REQUIRED ACTION — Where does the word "point" show up in the data? Please find each such line and copy it.
** Opening SUPPLIED MATERIAL block **
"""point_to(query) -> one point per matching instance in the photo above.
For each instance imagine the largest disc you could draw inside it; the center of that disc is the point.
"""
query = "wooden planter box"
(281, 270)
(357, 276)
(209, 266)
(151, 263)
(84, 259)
** Closing SUPPLIED MATERIAL block **
TASK SOLUTION —
"""point_to(query) -> one point per matching instance in the photo above.
For each instance imagine the largest disc you could draw inside it; the center of that disc is the point.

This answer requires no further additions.